### THE PROBLEM
In the records below, find the line containing "Category: flower stem"; give it again exactly, along with every line that follows, and nothing else.

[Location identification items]
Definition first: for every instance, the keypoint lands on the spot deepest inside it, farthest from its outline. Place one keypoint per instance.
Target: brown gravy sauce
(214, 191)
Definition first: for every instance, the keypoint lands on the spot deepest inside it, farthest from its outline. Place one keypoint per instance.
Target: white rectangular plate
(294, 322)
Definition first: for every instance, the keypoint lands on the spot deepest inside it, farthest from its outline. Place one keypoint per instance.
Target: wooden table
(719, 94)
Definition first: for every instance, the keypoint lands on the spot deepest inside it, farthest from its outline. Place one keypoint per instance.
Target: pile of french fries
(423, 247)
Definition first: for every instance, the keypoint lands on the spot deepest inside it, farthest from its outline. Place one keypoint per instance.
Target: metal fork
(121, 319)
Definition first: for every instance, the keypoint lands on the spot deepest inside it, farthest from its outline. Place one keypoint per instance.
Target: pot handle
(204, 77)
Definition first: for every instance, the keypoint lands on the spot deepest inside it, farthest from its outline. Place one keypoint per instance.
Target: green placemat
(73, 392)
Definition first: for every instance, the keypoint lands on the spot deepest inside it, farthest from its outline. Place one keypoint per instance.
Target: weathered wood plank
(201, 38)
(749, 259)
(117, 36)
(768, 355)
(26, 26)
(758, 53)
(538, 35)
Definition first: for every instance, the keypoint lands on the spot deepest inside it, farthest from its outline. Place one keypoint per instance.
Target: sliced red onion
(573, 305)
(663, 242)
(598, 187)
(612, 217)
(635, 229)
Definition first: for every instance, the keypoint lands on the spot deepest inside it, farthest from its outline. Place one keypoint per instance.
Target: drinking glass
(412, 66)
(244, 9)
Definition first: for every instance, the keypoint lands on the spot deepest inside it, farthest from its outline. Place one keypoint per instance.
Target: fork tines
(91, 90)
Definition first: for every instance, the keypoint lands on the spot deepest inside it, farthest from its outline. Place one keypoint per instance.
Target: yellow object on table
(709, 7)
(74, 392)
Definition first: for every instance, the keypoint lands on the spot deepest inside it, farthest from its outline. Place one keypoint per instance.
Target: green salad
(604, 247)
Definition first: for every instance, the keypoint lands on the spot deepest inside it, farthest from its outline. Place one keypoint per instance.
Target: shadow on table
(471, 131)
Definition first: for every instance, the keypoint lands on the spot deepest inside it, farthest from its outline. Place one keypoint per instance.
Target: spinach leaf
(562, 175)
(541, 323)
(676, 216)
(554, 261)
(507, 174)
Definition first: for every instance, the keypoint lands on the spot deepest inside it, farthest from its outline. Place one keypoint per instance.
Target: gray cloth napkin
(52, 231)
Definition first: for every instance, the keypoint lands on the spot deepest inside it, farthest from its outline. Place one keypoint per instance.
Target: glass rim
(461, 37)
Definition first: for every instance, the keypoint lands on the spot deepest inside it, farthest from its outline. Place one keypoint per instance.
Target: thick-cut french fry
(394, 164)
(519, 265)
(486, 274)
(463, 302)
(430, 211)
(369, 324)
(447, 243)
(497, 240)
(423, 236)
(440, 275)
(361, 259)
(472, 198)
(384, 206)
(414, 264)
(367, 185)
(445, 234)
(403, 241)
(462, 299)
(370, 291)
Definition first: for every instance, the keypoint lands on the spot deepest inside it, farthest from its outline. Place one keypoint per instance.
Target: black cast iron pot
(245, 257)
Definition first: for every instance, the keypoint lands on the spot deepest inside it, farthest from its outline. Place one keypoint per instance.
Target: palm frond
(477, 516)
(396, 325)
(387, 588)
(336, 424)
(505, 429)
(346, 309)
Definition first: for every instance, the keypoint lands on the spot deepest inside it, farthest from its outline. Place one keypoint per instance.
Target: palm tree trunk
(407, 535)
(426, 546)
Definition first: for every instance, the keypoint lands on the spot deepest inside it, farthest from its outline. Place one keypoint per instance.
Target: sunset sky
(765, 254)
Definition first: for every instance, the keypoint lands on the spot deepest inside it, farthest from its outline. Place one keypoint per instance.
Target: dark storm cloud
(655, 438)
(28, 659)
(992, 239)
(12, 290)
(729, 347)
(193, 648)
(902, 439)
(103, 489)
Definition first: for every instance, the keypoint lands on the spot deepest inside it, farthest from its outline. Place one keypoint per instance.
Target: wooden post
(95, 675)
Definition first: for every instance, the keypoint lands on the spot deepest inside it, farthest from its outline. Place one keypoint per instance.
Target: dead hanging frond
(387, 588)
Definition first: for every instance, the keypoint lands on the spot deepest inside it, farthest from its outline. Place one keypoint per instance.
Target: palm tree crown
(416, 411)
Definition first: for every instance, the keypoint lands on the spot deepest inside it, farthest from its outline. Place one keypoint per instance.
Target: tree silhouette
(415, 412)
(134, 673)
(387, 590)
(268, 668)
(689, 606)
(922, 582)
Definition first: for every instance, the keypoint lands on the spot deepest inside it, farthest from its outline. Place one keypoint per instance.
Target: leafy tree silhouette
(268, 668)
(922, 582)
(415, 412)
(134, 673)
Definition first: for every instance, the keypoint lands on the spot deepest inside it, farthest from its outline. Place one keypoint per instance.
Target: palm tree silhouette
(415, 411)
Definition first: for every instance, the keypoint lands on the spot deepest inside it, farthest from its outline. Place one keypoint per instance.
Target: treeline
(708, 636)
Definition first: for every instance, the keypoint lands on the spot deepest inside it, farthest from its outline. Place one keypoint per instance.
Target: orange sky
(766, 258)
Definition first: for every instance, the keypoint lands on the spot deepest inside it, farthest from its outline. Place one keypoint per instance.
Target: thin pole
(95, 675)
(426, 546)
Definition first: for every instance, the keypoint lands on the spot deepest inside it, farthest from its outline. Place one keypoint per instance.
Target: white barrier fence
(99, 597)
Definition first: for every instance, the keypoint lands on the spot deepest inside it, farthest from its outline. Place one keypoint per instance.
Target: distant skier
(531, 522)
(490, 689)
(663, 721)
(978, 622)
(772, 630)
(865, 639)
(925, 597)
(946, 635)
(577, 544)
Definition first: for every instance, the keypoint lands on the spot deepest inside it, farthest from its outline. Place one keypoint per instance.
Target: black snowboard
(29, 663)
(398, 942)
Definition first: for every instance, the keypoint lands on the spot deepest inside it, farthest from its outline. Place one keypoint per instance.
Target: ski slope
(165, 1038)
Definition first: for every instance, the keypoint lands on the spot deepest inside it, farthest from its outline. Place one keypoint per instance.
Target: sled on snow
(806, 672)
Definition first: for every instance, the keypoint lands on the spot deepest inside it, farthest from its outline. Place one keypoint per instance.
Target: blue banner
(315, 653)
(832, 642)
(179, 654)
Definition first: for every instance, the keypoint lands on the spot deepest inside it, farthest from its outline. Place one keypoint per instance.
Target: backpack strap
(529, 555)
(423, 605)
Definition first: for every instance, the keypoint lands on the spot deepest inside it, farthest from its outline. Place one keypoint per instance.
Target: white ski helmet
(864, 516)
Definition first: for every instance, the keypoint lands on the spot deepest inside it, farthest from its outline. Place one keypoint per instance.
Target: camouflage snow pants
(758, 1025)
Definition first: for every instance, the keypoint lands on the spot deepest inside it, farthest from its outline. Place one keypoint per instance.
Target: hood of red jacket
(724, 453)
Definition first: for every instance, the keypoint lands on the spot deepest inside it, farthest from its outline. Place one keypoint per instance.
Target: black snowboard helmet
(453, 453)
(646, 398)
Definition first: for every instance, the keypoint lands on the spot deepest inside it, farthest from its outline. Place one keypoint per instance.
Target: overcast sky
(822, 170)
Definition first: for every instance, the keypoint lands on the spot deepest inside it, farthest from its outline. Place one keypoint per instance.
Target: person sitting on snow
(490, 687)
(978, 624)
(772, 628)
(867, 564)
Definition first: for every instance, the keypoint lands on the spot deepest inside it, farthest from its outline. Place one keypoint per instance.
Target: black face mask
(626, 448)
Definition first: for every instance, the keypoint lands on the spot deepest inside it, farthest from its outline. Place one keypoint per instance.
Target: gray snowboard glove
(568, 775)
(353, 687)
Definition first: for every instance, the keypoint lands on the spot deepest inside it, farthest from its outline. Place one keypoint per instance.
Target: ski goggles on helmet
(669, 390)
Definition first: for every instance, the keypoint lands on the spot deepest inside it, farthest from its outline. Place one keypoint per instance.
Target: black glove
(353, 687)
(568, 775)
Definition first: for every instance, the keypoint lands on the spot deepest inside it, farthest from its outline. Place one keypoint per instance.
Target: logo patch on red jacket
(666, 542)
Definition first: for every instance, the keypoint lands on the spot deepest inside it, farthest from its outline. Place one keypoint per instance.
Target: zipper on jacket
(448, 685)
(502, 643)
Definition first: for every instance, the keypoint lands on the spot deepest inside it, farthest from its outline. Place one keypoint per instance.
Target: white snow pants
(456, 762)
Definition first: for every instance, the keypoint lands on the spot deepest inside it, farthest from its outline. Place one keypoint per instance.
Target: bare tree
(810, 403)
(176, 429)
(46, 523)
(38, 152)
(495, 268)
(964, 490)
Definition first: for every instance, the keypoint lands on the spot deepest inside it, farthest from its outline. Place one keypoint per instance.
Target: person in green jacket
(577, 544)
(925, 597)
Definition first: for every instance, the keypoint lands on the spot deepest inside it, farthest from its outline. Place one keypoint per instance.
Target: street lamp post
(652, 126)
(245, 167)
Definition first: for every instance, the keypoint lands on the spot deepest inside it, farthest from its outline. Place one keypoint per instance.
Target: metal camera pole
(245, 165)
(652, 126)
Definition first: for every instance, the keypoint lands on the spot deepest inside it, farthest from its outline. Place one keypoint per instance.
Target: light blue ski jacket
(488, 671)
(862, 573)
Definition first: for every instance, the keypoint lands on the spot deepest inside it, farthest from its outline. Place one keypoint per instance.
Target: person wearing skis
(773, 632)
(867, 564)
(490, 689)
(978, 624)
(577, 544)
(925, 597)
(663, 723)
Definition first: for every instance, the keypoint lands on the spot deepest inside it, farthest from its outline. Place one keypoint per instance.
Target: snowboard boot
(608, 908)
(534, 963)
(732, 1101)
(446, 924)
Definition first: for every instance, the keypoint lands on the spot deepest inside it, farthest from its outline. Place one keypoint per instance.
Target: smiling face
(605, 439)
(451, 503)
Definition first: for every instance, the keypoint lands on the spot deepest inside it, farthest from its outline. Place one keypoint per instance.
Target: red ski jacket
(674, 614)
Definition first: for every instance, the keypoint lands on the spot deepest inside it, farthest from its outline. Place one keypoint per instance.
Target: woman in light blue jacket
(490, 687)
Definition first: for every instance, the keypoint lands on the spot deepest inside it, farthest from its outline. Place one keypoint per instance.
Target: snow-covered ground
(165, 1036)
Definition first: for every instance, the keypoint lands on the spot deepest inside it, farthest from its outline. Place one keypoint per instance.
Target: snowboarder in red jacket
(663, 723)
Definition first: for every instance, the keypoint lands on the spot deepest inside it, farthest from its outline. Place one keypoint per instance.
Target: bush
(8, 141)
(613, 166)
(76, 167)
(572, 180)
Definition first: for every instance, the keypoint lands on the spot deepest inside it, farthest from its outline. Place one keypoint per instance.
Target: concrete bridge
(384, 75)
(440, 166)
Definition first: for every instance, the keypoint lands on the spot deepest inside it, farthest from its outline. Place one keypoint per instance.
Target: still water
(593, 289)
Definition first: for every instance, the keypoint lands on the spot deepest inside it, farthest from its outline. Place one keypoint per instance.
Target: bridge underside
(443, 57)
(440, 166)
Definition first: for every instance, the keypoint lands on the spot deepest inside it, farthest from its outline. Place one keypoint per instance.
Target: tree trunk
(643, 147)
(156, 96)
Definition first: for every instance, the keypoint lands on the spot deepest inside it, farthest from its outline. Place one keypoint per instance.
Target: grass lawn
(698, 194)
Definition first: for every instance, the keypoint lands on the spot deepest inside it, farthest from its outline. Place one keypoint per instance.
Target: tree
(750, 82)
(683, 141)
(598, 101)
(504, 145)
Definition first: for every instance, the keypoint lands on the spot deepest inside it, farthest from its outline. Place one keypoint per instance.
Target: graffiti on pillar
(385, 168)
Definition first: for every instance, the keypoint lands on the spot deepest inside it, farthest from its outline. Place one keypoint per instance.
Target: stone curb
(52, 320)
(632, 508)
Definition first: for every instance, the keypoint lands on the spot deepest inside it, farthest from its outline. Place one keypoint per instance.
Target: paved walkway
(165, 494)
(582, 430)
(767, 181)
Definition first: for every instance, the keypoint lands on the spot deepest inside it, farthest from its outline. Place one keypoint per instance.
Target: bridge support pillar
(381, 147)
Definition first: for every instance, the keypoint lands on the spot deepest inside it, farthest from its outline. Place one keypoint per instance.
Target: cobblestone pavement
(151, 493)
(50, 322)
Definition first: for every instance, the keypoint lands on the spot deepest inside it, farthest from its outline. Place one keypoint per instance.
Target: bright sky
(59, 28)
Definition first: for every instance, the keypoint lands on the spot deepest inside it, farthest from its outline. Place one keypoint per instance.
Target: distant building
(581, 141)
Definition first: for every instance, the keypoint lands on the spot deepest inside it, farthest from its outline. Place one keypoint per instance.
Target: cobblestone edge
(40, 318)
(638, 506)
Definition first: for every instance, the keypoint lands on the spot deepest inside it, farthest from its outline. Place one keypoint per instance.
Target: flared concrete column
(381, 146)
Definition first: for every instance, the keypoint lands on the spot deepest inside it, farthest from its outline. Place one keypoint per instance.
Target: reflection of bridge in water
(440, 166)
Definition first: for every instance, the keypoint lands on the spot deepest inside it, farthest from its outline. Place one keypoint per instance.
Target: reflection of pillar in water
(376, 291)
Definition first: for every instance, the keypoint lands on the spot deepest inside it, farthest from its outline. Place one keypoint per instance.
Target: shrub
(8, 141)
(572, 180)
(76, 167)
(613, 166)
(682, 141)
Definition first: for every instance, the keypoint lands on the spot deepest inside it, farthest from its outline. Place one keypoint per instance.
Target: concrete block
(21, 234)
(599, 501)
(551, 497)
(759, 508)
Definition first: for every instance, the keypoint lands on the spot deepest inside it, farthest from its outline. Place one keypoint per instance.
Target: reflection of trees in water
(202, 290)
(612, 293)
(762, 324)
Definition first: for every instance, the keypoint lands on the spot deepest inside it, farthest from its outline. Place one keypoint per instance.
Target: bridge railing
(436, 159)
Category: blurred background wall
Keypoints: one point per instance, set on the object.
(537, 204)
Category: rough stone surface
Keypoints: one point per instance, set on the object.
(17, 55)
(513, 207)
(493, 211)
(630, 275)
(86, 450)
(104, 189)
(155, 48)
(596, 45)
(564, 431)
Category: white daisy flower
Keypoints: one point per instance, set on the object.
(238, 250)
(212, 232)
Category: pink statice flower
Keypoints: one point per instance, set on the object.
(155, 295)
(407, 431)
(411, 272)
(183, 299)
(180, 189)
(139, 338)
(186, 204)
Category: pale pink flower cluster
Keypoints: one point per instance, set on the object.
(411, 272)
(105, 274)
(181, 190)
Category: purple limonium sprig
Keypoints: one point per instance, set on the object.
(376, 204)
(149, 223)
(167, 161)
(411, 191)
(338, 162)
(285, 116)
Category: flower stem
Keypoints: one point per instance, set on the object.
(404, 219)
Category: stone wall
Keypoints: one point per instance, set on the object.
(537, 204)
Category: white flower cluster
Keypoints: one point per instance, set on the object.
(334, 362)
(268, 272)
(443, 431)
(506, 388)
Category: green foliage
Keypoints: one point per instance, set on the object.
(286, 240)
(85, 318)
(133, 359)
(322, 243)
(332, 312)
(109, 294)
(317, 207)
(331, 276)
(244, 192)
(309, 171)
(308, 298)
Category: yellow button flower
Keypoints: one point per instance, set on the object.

### PROBLEM SOLUTION
Category: flower stem
Keypoints: one point per instance, set on the object.
(404, 219)
Category: stone wall
Keypoints: one point per instance, set on the object.
(537, 204)
Category: white flower cluster
Keypoints: one point per instance, set on the object.
(334, 362)
(268, 272)
(443, 431)
(506, 388)
Category: green foliage
Keypoints: one point per instance, set on the object.
(286, 240)
(85, 318)
(133, 359)
(322, 243)
(332, 312)
(109, 294)
(317, 207)
(331, 276)
(244, 192)
(309, 171)
(308, 298)
Category: yellow button flower
Keypoints: one point per instance, set on the object.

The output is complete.